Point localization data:
========================================

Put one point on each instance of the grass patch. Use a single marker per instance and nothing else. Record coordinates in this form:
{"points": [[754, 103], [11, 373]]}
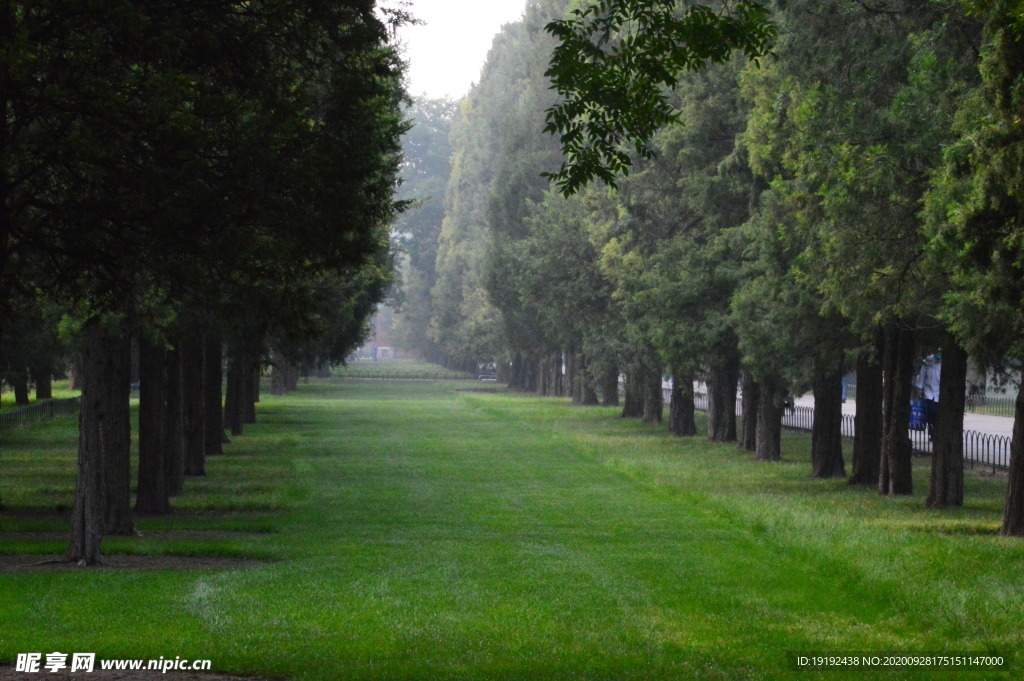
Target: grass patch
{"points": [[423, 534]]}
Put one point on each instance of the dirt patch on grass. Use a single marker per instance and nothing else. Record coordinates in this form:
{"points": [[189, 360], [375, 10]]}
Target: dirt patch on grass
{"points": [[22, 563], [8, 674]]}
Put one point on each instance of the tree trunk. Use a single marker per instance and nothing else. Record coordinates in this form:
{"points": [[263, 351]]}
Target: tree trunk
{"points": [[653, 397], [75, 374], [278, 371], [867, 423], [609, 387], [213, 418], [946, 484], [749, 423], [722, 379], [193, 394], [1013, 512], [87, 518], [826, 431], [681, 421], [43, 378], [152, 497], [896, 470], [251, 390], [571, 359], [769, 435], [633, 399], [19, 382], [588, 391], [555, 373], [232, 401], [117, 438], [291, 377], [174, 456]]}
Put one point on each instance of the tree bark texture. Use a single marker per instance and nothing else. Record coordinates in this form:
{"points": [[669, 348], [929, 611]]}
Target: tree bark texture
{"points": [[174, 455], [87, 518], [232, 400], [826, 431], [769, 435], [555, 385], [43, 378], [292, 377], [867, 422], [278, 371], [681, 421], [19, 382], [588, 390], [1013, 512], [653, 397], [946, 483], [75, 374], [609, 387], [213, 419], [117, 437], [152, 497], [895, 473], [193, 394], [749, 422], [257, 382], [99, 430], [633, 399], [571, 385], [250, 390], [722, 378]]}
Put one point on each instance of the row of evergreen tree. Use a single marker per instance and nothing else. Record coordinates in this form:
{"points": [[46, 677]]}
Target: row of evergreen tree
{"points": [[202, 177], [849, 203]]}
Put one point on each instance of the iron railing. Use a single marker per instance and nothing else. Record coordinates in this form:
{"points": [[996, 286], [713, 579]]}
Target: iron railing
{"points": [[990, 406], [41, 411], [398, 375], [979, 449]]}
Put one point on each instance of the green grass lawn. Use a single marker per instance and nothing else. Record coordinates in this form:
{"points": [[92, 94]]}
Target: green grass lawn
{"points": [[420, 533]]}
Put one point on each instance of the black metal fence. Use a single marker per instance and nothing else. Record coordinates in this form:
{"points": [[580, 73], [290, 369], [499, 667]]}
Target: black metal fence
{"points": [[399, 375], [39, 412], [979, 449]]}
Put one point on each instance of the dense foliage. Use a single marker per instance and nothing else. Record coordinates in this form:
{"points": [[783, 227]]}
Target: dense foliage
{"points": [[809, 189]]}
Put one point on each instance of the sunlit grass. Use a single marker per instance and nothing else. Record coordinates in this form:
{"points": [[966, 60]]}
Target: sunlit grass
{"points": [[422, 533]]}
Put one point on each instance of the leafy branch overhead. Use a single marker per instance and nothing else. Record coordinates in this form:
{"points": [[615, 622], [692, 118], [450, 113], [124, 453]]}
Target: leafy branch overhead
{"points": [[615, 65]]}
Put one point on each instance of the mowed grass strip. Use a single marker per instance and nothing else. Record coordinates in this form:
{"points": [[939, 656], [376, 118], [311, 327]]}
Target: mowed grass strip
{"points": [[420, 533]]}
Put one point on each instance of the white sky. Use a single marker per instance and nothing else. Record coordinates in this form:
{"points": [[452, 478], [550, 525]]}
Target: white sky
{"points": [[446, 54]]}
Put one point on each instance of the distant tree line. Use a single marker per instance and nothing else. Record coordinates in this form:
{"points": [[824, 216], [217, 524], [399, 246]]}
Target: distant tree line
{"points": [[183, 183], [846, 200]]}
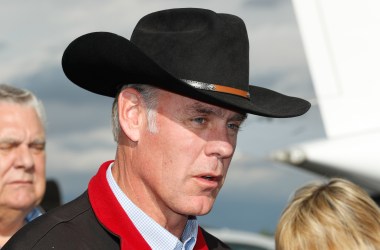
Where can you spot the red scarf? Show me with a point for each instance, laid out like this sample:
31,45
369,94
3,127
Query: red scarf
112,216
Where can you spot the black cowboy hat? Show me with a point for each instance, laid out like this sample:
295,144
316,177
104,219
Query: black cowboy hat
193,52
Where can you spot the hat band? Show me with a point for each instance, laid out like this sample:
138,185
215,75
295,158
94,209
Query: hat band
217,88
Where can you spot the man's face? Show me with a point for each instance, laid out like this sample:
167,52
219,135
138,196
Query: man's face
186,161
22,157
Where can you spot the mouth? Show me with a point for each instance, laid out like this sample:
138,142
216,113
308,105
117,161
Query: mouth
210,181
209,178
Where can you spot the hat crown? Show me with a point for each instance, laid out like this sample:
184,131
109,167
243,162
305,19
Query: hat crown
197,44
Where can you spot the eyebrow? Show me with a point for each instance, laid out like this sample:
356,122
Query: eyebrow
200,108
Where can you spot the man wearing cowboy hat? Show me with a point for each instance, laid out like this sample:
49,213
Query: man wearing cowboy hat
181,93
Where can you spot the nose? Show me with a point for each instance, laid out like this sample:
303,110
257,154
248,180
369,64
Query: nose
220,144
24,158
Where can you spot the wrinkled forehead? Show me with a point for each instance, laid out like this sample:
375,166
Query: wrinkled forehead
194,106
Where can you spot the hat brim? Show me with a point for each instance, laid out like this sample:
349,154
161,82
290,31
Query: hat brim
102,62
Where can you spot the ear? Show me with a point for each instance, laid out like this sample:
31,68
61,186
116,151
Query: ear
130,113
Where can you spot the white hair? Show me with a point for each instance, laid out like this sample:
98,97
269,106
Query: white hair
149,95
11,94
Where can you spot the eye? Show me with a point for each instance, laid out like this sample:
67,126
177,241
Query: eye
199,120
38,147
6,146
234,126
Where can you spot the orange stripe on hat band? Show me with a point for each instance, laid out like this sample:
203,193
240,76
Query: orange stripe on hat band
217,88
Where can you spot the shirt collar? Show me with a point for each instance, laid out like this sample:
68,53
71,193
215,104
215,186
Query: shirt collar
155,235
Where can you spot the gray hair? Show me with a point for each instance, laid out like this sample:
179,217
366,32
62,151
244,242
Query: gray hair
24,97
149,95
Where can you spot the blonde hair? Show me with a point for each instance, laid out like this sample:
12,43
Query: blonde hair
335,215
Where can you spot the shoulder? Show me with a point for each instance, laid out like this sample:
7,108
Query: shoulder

========================================

*Aim of the task*. Filter the records above for lines containing the word "shoulder", and copy those lines.

*Answer box*.
Where can you spot the shoulder? Show me with a point for each instance, laid out like this sample:
Query: shoulder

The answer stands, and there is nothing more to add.